• Problem to work on: Add 6 to every bounding-box coordinate in the answers of the entries below, from the line with "Ground crescent moon in the image above." up to and including the line with "0,0,832,807". Write out all of those lines, the requests included, with the other text unchanged.

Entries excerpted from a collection

*****

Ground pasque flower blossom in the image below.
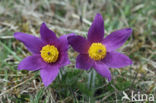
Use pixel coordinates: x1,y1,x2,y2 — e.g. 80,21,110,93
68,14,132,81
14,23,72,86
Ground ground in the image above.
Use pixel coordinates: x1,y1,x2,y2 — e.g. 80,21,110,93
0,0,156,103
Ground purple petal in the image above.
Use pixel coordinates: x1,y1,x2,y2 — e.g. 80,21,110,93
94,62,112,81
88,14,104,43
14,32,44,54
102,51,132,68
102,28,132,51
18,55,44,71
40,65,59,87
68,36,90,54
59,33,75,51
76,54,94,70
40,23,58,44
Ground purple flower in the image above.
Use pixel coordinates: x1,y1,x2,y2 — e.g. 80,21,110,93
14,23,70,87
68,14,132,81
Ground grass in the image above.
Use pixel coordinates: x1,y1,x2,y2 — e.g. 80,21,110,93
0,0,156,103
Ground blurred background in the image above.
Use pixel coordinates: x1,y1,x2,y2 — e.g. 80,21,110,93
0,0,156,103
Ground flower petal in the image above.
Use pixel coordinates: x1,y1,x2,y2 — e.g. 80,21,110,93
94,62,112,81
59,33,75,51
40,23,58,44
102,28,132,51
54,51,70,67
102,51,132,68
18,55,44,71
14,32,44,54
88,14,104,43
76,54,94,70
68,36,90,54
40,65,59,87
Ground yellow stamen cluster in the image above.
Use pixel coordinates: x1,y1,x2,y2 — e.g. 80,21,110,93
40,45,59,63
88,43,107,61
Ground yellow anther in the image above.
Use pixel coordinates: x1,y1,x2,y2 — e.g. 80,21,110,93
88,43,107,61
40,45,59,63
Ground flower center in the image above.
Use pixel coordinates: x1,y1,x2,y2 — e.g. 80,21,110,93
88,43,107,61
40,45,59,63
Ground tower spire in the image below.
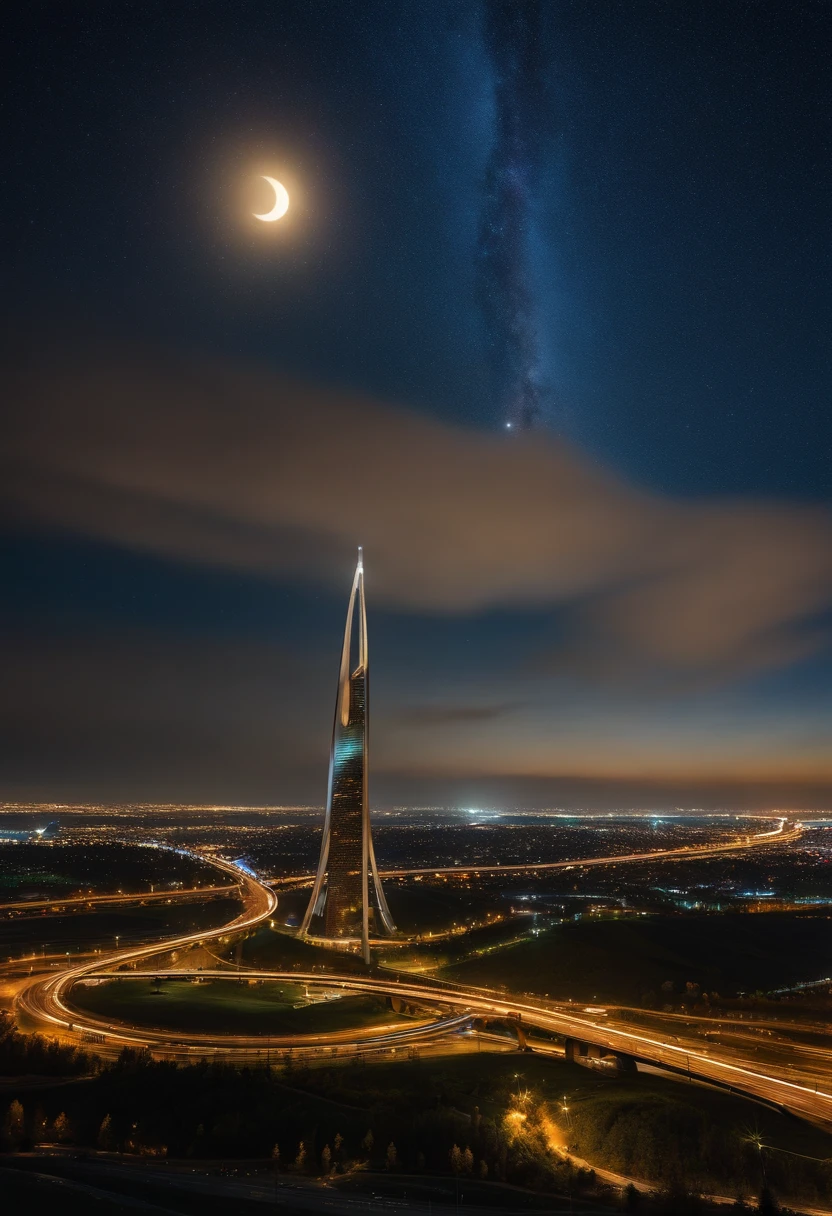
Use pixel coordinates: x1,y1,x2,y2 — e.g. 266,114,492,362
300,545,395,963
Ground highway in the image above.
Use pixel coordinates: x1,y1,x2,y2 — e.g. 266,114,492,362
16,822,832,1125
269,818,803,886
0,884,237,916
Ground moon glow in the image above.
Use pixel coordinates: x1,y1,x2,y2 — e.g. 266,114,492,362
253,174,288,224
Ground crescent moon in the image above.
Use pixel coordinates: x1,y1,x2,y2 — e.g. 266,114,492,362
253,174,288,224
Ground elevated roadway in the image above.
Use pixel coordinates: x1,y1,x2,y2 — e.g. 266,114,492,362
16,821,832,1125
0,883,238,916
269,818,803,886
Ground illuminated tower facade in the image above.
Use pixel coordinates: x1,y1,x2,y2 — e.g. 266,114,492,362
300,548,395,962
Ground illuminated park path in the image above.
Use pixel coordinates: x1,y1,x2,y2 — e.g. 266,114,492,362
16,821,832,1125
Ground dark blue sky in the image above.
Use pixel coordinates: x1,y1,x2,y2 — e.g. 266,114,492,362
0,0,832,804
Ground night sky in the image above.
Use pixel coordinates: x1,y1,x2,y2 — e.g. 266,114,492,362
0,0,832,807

*****

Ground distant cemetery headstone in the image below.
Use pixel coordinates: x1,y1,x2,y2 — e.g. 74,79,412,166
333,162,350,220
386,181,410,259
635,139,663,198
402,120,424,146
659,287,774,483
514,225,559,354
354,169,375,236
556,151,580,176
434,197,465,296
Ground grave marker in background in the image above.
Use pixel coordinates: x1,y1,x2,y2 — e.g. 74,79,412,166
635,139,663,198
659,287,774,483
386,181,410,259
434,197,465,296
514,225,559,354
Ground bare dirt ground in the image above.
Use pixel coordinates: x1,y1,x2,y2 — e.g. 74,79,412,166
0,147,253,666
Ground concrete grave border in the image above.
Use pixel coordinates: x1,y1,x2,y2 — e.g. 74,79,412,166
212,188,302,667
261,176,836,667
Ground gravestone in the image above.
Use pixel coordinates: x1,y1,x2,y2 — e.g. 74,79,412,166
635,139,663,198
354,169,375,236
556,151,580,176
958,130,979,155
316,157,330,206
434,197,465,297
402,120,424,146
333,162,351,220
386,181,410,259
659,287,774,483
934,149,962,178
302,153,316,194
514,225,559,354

*****

• Task answer:
Ground crescent moon in the image above.
Use pixel coordinates: x1,y1,x2,y2 — e.g. 266,114,492,362
259,180,294,230
Ground elevated roadway in the image above.
Use pixel coordinates: x1,y1,x2,y2 — e.g. 266,114,492,362
22,827,838,1131
6,889,244,922
275,824,809,892
Ground illuminated tower facade in the image above.
Use pixel coordinates: x1,y1,x2,y2 — e.g. 266,114,492,362
306,554,401,968
Ground illuminated park path in the image above.
Use pixel coordinates: x1,y1,x2,y2 — e.g. 266,114,492,362
22,827,838,1131
Ground dark blue sky in the image above.
Use pixel coordinates: x1,y1,x2,y2 — e.g. 266,114,492,362
6,6,838,810
Ground night sky in the image above.
Use pixel coordinates: x1,y1,x2,y2 — e.g. 266,114,492,362
6,6,838,813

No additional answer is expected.